» Ejercicio
Resuma en dos oraciones el fragmento de texto sobre una película de Raoul Walsh.

» Fragmento de texto
--

La tensión es la corriente eléctrica que es el núcleo del trabajo de dos hombres que comienzan a incrementar su nerviosismo. Sí, claro, la culpable es una mujer de mirada lánguida y piernas largas. Ellos son mediocres y lo saben. Ella no lo es en absoluto. Y el objetivo es tan simple como la eterna, repetida y cansina búsqueda de la felicidad.
La lluvia parece ser el símbolo de una pasión que se desata a lo largo de una línea que los protagonistas van tendiendo con sus tomas de tierra y sus elevaciones en las torres. Los rostros de Edward G. Robinson y George Raft parecen alejarse de las ametralladoras habituales para agarrar las herramientas pesadas que cortan relaciones y aprietan las tuercas de la pasión. Detrás de las cámaras, Raoul Walsh, un hombre que tenía el cine en sus manos y que no dudaba en aceptar cuanto encargo se le hiciera, incluso el de esta historia que no tenía nada de especial para convertirla en una notable película sobre la amistad, la crueldad, la ceguera humana ante el vértigo de una mujer de ensueño y el enfrentamiento inevitable acalambrado con la alta tensión de unos caracteres que parecen trazados en el acero de los cables.
No es ninguna obra maestra, no es una película inolvidable pero el propio Walsh confesó que estaba muy orgulloso de las interpretaciones que arrancó tanto a Robinson como a Raft como a esa mujer inolvidable que fue Marlene Dietrich. Con su dinamismo de siempre, el director consigue describir el poder de un hombre en la escala de la profesión y de cómo ejercer la insoportable presión de desear lo que no es propiedad de nadie. Por momentos, hay un final que resulta maravillosamente excitante y una mano firme llevando las riendas que dan a la película un tono poderoso. En el fondo, la certeza de que sólo la caricia de una piel deseada puede interponerse en una historia de amistad que parecía irrompible. Eso sí, hay algo de previsible en todo el enredo. Pero eso también ocurre en la vida y no por ello deja de ser emocionante.
Si miramos en el fondo del cajón de los sentimientos, el orgullo es una de las virtudes que más adornan a los hombres, pero también uno de sus peores defectos. Es esa piel dura que hay que perforar sin piedad para conseguir hacer sangre de una actitud, para volver a la sombría discreción del delito que condena a la soledad. La tormenta no amaina cuando se estremecen las sensaciones porque la corriente eléctrica…sólo nace de una mujer y no hay orígenes que puedan reemplazar eso. El melodrama está servido. De ustedes depende de que la luz llegue o de que las velas sean el cuchillo que se hunde en la oscuridad. Observen la cadencia de todo lo que hace que la piel se erice y que la mirada se entorne y díganme si han tenido alguna vez una discusión con su mejor amigo por el roce y el gusto de besar unos labios que no llevaban escrito ningún nombre. Tal vez así podamos quitar el enchufe de lo que nos mueve y sólo quedará el hombre. Desnudo e indefenso. Pobre y manipulable. Perdedor, siempre perdedor.

--

» Material de estudio
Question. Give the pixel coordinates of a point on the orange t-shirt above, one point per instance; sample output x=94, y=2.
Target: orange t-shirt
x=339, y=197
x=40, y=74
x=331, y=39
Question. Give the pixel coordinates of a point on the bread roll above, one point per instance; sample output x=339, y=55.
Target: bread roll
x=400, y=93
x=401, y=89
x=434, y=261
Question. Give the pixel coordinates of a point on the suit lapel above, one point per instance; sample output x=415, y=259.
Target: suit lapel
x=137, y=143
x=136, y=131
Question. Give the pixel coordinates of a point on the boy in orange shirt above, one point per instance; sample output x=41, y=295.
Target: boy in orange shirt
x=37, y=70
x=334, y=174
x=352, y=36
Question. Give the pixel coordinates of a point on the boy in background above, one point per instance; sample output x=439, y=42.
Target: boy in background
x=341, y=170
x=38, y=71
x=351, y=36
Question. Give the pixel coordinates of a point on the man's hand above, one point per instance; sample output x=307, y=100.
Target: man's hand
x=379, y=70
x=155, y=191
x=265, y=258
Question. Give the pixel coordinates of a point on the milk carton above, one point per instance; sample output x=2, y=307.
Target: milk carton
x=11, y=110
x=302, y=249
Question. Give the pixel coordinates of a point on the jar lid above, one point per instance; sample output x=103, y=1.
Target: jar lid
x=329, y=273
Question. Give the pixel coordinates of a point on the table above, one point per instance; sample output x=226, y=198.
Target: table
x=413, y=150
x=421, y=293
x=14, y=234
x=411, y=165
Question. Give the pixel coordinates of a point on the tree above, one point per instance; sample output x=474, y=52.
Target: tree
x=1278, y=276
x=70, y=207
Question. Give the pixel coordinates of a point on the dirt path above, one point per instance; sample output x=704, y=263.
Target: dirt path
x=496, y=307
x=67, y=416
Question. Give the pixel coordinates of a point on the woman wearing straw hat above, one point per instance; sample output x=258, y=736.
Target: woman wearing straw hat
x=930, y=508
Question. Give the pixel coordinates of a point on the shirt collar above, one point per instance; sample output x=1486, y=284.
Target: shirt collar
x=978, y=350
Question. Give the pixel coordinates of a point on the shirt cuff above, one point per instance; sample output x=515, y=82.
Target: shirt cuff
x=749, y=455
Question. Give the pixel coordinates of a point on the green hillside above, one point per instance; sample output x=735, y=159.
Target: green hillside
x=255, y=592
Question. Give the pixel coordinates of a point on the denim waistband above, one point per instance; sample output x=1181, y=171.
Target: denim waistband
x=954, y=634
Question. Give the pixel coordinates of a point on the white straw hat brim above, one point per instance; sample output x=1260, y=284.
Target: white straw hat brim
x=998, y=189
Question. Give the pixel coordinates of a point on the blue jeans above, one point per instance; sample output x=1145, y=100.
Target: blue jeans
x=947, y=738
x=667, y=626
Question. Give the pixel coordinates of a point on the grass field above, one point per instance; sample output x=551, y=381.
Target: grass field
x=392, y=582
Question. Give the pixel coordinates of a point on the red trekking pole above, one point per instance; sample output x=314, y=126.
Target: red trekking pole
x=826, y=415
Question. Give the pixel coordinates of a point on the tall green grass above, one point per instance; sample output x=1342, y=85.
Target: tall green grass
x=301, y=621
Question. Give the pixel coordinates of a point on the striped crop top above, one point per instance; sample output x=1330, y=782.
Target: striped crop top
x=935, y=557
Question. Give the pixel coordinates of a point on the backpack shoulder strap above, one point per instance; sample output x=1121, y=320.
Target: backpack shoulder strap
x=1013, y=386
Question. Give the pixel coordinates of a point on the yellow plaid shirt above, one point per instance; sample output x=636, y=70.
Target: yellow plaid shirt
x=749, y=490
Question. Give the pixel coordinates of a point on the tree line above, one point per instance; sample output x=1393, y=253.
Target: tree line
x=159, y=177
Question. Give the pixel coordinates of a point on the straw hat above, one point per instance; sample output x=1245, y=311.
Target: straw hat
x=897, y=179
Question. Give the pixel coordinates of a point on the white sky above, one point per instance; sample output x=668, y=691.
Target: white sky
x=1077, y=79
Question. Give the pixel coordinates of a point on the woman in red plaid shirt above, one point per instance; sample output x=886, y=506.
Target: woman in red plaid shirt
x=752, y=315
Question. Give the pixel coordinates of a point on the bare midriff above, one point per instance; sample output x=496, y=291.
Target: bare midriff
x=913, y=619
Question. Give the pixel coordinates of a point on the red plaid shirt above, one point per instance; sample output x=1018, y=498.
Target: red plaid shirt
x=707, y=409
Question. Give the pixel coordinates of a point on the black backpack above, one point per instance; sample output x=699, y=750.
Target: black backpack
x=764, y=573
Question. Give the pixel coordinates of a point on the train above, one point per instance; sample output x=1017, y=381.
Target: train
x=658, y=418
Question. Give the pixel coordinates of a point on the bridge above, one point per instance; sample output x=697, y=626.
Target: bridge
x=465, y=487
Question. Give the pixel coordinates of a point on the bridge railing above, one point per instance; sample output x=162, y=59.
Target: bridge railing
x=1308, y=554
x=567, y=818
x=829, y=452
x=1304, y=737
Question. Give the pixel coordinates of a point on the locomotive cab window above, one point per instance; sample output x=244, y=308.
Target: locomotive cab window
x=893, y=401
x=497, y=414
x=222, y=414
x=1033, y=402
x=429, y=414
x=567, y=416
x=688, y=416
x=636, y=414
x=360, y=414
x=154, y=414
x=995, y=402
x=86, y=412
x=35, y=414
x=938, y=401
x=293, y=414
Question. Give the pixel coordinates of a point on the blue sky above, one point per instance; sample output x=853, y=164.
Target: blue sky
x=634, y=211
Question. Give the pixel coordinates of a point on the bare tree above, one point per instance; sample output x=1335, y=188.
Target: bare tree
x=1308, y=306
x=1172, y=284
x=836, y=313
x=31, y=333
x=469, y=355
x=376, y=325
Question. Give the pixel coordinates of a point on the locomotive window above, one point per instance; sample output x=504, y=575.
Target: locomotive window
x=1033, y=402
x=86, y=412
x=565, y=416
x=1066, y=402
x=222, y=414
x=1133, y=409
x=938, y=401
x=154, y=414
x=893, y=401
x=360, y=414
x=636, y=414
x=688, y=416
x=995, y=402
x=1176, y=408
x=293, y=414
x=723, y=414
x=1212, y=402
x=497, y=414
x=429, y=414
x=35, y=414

--

» Problema resuelto
El fragmento comenta una película dirigida por Raoul Walsh, con Edward G. Robinson, George Raft y Marlene Dietrich, en la que la amistad entre dos hombres que tienden una línea eléctrica se quiebra por el deseo hacia una misma mujer. La considera una película notable, aunque no una obra maestra y con algo de previsible, destaca el orgullo de Walsh por las interpretaciones que obtuvo de los actores y concluye con una reflexión sobre el orgullo como virtud y defecto y sobre el poder de una mujer para enfrentar a dos amigos.